**Challenges**
[a] Repeat the MD5 article from "md5_hex is a" up to and including "md5 function itself.", swapping "handful" for "small set".
[b] According to the MD5 article, how many pages long are the relevant parts of RFC 1321?

**Article**
|---|
Implementing MD5

I’ve implemented a HashMap or two in my day, but somehow never actually written a hash function. This seemed like it might be a gap in my knowledge that would be interesting to fill in.

MD5 is one of the simplest “real world” hash functions to implement. For extra fun, I wanted to create it right from the source—RFC 1321, written back in 1992. The relevant parts of that RFC total only seven pages. The remainder is dedicated to a reference implementation in C, which I resolved to ignore, preferring to work straight from the spec.

Numbers in headers indicate corresponding sections in RFC 1321.

Check out the source code if you like.

1. Working through the RFC

RFC 1321, section 1 states:

The algorithm takes as input a message of arbitrary length and produces as output a 128-bit “fingerprint” or “message digest” of the input.

We can translate this almost directly into code. We’ll take a reference to some slice of bytes as our argument, and return just enough bytes to get to 128 bits.

fn md5(input: &[u8]) -> [u8; 16]

2. Terminology and Notation

The next section of the RFC can be skimmed. It’s defining a word as 32 bits in LSB order, clarifying some mathematical notation, and explaining what various operators mean.

A.5 Writing Tests

While I mostly followed the RFC from top to bottom, I often like to write a few tests before embarking on an implementation. These will act as an easy sanity check throughout, and provide a nice “we did it” moment the first time they all pass.

The RFC helpfully provides a small test suite in Appendix A section 5, with entries like these.

MD5 ("") = d41d8cd98f00b204e9800998ecf8427e
MD5 ("abc") = 900150983cd24fb0d6963f7d28e17f72

Let’s translate into test functions, checking that our md5 function produces the right output.

#[test]
fn empty() {
    assert_eq!(md5_hex(b""), "d41d8cd98f00b204e9800998ecf8427e");
}

#[test]
fn abc() {
    assert_eq!(md5_hex(b"abc"), "900150983cd24fb0d6963f7d28e17f72");
}

md5_hex is a helper function used to write human-readable tests. It takes its slice of bytes and produces a String of hex digits. Let’s mark it as belonging with the tests using a #[cfg(test)] attribute, so the compiler doesn’t complain about unused code.

#[cfg(test)]
fn md5_hex(input: &[u8]) -> String {
    md5(input).map(|b| format!("{:02x}", b)).join("")
}

With this handful of tests running, we’re ready to start writing the md5 function itself.
|---|
**Stored rows**
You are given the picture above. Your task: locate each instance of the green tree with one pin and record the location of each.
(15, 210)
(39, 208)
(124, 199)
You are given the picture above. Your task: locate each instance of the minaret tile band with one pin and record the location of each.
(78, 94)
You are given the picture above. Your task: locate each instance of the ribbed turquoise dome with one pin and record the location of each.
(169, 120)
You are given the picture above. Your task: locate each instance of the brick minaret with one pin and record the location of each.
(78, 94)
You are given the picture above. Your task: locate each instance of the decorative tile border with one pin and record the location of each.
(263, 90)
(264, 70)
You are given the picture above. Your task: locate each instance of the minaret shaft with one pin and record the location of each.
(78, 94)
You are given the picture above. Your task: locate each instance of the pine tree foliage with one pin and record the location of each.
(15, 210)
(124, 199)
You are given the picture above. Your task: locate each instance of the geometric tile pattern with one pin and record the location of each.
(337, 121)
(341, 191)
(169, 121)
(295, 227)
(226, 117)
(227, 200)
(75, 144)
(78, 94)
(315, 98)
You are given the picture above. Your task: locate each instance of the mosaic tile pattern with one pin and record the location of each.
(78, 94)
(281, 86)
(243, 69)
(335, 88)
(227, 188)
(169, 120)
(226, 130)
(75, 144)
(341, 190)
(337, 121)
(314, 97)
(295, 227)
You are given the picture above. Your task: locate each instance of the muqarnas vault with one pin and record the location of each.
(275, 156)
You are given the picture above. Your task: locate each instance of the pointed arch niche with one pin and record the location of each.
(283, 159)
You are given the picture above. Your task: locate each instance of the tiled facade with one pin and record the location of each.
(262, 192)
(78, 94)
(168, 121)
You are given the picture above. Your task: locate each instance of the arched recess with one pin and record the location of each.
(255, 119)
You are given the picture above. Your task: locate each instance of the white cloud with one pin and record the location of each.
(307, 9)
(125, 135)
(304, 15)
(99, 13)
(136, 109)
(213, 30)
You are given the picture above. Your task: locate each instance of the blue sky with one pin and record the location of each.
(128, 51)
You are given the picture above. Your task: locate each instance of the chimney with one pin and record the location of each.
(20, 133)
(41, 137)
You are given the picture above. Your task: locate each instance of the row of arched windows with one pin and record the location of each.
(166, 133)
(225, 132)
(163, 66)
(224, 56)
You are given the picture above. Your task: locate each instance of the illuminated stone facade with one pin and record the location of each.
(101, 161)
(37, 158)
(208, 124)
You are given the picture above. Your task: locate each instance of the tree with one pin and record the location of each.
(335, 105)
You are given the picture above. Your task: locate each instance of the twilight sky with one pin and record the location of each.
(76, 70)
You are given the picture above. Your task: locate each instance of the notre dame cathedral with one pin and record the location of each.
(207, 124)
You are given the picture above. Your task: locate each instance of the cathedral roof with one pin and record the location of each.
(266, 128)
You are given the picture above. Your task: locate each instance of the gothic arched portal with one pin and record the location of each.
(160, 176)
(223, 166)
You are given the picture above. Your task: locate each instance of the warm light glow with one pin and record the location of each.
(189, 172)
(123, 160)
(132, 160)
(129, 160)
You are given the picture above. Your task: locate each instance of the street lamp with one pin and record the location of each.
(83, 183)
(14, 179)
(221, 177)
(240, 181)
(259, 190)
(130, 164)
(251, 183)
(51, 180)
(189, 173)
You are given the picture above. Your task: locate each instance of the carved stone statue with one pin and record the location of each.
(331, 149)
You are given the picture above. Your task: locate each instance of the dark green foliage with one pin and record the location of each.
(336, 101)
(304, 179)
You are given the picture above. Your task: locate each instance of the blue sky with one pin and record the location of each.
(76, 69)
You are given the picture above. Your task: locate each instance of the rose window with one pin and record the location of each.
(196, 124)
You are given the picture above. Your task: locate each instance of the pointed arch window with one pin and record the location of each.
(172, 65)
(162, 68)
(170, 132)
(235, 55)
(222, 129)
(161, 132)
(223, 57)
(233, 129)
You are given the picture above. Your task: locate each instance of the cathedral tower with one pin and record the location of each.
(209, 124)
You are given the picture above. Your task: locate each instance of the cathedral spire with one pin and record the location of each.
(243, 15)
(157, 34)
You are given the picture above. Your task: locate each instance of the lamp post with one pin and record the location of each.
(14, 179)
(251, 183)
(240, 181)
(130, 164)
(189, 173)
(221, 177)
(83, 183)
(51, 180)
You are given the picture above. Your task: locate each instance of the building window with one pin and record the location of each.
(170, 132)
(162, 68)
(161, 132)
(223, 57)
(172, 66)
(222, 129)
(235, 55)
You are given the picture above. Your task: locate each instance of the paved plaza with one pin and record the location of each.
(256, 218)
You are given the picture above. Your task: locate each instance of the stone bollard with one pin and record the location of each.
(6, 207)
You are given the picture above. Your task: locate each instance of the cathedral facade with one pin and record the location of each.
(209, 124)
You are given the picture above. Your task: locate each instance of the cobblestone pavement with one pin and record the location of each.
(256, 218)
|---|
**Answers for this exercise**
[a]
md5_hex is a helper function used to write human-readable tests. It takes its slice of bytes and produces a String of hex digits. Let’s mark it as belonging with the tests using a #[cfg(test)] attribute, so the compiler doesn’t complain about unused code.

#[cfg(test)]
fn md5_hex(input: &[u8]) -> String {
    md5(input).map(|b| format!("{:02x}", b)).join("")
}

With this small set of tests running, we’re ready to start writing the md5 function itself.

[b] Seven pages.